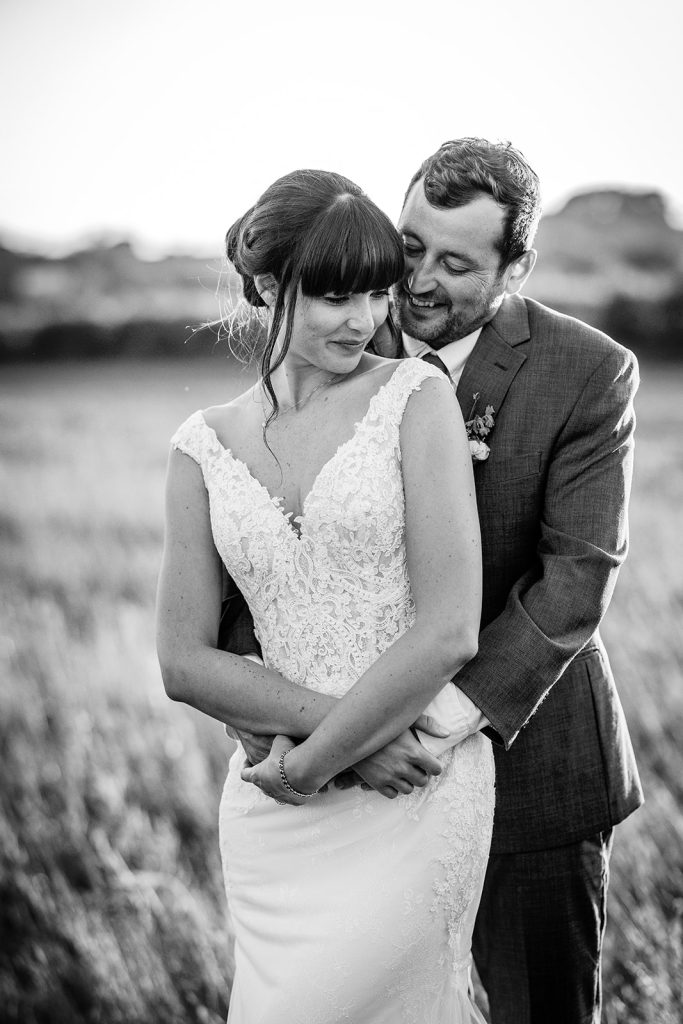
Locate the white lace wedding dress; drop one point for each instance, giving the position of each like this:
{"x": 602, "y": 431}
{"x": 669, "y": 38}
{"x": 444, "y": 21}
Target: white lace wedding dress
{"x": 352, "y": 907}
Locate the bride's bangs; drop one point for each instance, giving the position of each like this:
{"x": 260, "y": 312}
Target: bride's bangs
{"x": 353, "y": 248}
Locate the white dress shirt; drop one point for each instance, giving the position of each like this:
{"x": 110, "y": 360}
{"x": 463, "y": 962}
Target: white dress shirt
{"x": 454, "y": 355}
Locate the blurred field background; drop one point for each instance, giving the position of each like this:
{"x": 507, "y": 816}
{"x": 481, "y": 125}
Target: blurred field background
{"x": 112, "y": 907}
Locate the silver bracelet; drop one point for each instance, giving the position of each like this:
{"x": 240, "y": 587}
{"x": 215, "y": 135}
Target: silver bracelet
{"x": 286, "y": 781}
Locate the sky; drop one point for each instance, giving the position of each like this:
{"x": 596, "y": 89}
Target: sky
{"x": 163, "y": 120}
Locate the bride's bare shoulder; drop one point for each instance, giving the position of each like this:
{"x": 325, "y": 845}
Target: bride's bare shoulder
{"x": 223, "y": 419}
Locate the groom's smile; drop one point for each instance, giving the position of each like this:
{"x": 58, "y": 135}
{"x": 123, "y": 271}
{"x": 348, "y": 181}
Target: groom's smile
{"x": 453, "y": 282}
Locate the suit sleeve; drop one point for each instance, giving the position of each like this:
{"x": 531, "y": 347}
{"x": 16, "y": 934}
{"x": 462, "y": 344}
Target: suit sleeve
{"x": 554, "y": 609}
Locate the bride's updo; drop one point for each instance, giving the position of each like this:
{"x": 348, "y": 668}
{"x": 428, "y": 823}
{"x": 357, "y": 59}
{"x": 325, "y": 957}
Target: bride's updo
{"x": 315, "y": 230}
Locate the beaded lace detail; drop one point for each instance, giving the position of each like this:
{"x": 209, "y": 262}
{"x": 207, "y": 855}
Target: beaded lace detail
{"x": 329, "y": 593}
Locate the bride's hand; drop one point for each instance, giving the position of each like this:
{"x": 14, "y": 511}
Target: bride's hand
{"x": 266, "y": 774}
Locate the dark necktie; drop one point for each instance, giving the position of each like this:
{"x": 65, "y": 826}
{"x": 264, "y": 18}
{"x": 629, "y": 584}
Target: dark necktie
{"x": 433, "y": 358}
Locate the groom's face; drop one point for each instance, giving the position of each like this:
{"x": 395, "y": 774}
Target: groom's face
{"x": 453, "y": 282}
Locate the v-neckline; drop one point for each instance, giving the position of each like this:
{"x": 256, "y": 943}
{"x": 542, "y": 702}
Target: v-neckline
{"x": 278, "y": 502}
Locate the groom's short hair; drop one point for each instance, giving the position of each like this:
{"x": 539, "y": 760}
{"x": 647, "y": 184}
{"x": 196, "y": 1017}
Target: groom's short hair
{"x": 464, "y": 168}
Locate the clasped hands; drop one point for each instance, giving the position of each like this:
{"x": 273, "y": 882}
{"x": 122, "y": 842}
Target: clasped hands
{"x": 399, "y": 767}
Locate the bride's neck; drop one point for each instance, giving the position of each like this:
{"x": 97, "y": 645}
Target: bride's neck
{"x": 295, "y": 385}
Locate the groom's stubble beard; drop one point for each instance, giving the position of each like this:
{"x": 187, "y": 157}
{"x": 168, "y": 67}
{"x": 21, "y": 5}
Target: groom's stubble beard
{"x": 454, "y": 323}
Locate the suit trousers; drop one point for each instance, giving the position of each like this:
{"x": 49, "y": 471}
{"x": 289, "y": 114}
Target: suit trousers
{"x": 538, "y": 939}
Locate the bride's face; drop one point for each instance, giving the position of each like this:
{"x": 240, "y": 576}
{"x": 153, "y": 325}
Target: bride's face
{"x": 332, "y": 332}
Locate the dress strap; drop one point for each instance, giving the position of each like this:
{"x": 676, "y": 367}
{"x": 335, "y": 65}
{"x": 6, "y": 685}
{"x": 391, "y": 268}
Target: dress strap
{"x": 193, "y": 437}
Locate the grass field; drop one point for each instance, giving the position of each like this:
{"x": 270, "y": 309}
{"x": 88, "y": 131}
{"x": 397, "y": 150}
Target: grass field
{"x": 112, "y": 908}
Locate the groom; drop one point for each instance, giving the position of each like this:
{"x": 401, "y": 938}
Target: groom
{"x": 552, "y": 497}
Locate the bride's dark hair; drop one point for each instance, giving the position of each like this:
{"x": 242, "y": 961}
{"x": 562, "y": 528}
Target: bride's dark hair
{"x": 316, "y": 230}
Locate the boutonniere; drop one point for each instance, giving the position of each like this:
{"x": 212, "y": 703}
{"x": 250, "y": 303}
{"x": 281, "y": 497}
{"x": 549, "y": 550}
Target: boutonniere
{"x": 477, "y": 428}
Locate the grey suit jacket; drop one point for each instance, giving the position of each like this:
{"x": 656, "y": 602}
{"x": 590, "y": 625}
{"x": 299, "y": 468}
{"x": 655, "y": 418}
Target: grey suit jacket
{"x": 552, "y": 500}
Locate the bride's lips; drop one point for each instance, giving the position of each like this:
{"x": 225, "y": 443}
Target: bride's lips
{"x": 351, "y": 342}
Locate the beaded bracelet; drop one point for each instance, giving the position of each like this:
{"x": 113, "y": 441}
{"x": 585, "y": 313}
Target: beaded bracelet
{"x": 286, "y": 781}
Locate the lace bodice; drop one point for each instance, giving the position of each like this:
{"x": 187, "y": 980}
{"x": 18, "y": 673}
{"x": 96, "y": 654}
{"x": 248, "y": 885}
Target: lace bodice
{"x": 357, "y": 907}
{"x": 329, "y": 597}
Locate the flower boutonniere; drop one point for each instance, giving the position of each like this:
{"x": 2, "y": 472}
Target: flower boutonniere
{"x": 477, "y": 428}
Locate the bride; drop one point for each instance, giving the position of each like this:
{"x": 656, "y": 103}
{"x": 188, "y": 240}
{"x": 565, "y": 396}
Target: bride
{"x": 338, "y": 493}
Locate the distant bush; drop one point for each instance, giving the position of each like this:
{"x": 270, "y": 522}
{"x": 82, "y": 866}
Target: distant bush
{"x": 134, "y": 339}
{"x": 650, "y": 329}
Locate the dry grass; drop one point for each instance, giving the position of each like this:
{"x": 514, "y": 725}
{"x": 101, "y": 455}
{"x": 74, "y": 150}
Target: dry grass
{"x": 111, "y": 898}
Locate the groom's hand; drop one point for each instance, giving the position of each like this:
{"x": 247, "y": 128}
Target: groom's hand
{"x": 398, "y": 767}
{"x": 257, "y": 747}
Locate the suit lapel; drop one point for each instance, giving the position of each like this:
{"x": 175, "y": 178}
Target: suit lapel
{"x": 495, "y": 359}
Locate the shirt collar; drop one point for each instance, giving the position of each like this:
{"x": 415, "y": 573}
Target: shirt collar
{"x": 454, "y": 355}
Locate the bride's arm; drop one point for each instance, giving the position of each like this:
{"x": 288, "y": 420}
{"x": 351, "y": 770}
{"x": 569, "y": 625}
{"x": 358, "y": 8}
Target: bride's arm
{"x": 444, "y": 568}
{"x": 227, "y": 687}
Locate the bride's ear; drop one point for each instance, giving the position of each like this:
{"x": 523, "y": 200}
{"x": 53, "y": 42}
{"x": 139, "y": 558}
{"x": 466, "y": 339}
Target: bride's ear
{"x": 266, "y": 286}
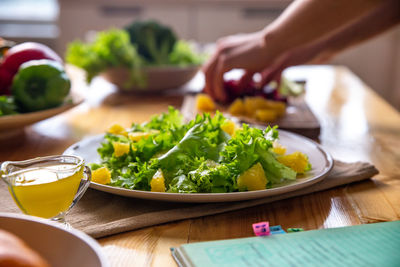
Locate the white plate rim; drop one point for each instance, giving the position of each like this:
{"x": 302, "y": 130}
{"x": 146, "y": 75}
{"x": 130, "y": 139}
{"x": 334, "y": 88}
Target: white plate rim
{"x": 214, "y": 197}
{"x": 96, "y": 248}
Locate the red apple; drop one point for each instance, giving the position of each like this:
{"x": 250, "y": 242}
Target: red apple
{"x": 19, "y": 54}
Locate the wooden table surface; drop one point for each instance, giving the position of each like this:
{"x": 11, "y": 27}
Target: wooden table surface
{"x": 357, "y": 125}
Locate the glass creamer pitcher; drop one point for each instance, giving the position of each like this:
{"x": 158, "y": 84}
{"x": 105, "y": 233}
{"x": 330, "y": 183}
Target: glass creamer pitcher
{"x": 47, "y": 187}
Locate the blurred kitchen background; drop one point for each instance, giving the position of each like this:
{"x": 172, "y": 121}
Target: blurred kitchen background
{"x": 57, "y": 23}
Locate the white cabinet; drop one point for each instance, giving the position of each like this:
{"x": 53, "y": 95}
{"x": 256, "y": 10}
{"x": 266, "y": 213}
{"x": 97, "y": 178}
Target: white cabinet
{"x": 377, "y": 62}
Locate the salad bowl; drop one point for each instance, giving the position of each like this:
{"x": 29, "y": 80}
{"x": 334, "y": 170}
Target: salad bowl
{"x": 157, "y": 78}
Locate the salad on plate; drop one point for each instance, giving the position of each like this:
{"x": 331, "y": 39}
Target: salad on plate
{"x": 206, "y": 155}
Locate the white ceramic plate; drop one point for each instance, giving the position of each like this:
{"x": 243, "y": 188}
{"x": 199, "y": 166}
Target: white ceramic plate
{"x": 60, "y": 247}
{"x": 320, "y": 160}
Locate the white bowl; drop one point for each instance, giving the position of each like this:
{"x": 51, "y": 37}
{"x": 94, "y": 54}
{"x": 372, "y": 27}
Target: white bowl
{"x": 60, "y": 247}
{"x": 158, "y": 78}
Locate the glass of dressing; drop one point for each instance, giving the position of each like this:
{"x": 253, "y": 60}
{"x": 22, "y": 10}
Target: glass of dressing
{"x": 47, "y": 187}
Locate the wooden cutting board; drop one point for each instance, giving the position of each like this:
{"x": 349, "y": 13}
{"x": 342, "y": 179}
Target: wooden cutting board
{"x": 298, "y": 118}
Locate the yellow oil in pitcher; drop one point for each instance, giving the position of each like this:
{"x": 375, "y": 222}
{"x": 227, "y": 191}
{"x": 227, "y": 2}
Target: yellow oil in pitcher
{"x": 46, "y": 192}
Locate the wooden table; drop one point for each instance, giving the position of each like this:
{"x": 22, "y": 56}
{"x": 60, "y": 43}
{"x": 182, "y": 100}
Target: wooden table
{"x": 357, "y": 125}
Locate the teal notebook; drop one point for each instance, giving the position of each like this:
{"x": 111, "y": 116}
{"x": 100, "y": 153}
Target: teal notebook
{"x": 362, "y": 245}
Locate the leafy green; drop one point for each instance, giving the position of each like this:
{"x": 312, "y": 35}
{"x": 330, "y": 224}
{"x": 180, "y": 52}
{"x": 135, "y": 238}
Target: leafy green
{"x": 153, "y": 40}
{"x": 110, "y": 48}
{"x": 7, "y": 105}
{"x": 194, "y": 157}
{"x": 183, "y": 55}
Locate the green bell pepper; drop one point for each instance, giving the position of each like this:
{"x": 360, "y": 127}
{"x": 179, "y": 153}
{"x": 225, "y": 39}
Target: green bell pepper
{"x": 40, "y": 84}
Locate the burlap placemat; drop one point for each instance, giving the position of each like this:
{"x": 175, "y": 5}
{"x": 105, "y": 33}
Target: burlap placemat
{"x": 101, "y": 214}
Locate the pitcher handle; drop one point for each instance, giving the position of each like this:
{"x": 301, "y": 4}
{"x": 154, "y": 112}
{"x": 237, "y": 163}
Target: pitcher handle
{"x": 85, "y": 182}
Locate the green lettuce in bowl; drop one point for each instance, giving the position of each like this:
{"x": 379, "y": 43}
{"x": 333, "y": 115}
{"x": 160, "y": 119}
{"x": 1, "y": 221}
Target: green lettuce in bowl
{"x": 143, "y": 56}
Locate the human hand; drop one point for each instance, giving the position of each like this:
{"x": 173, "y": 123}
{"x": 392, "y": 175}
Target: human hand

────────────────────────────────────────

■ **Your objective**: Copy each line exactly, from the line containing "Locate the green bell" down to the last line of the material, and no other lines.

■ **Completed exercise**:
Locate the green bell pepper; drop one point for each instance, giving the position of each like this:
{"x": 360, "y": 127}
{"x": 179, "y": 153}
{"x": 225, "y": 39}
Target: green bell pepper
{"x": 40, "y": 84}
Locate the burlap placemat; drop one point for each instance, giving the position of each like this:
{"x": 175, "y": 5}
{"x": 105, "y": 33}
Target: burlap placemat
{"x": 101, "y": 214}
Locate the pitcher handle; drop one point for each instance, giving the position of each like this:
{"x": 301, "y": 4}
{"x": 154, "y": 112}
{"x": 237, "y": 163}
Target: pitcher handle
{"x": 85, "y": 182}
Locate the green lettuce in bowl; drop one point for each instance, giving the position of each like this:
{"x": 379, "y": 43}
{"x": 333, "y": 115}
{"x": 160, "y": 119}
{"x": 1, "y": 221}
Target: green lettuce in bowl
{"x": 143, "y": 56}
Locate the human hand; drop one point for each instance, giving the position of each like this:
{"x": 173, "y": 123}
{"x": 392, "y": 175}
Target: human hand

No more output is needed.